TEXTE DE LA PAGE:
------

L’été est propice aux visites muséales, comme on l’a vu avec mon article d’il y a quelques jours au sujet du MBAC, et le Musée des beaux-arts de Montréal n’est pas en reste. On nous propose, cette saison, un éventail d’expositions couvrant plusieurs époques, médiums et sensibilités. Parmi elles, deux figures très différentes ont capté mon attention : Berthe Weill – Marchande d’art audacieuse et Mondes et merveilles – Le voyage surréaliste d’Alan Glass.
Deux noms plutôt méconnus du grand public.
Deux trajectoires hors normes.
Deux manières de s’inscrire dans le monde de l’art : l’une par le regard, l’intuition et l’audace commerciale ; l’autre par une création intime, radicalement libre.

------

DONNÉES FOURNIES:

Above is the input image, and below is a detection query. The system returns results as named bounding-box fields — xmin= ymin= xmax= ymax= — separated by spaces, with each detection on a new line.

------

CONSIGNE 1: D'après le texte de la page, quel musée présente les expositions consacrées à Berthe Weill et à Alan Glass ?
CONSIGNE 2: Mets à jour le texte de la page, de « L’été est propice » à « du grand public. », en remplaçant « saison » par « année ».
Les lignes ne jouent aucun rôle dans ce travail.

RÉPONSE RÉDIGÉE 1: Le Musée des beaux-arts de Montréal.

RÉPONSE RÉDIGÉE 2:
L’été est propice aux visites muséales, comme on l’a vu avec mon article d’il y a quelques jours au sujet du MBAC, et le Musée des beaux-arts de Montréal n’est pas en reste. On nous propose, cette année, un éventail d’expositions couvrant plusieurs époques, médiums et sensibilités. Parmi elles, deux figures très différentes ont capté mon attention : Berthe Weill – Marchande d’art audacieuse et Mondes et merveilles – Le voyage surréaliste d’Alan Glass.
Deux noms plutôt méconnus du grand public.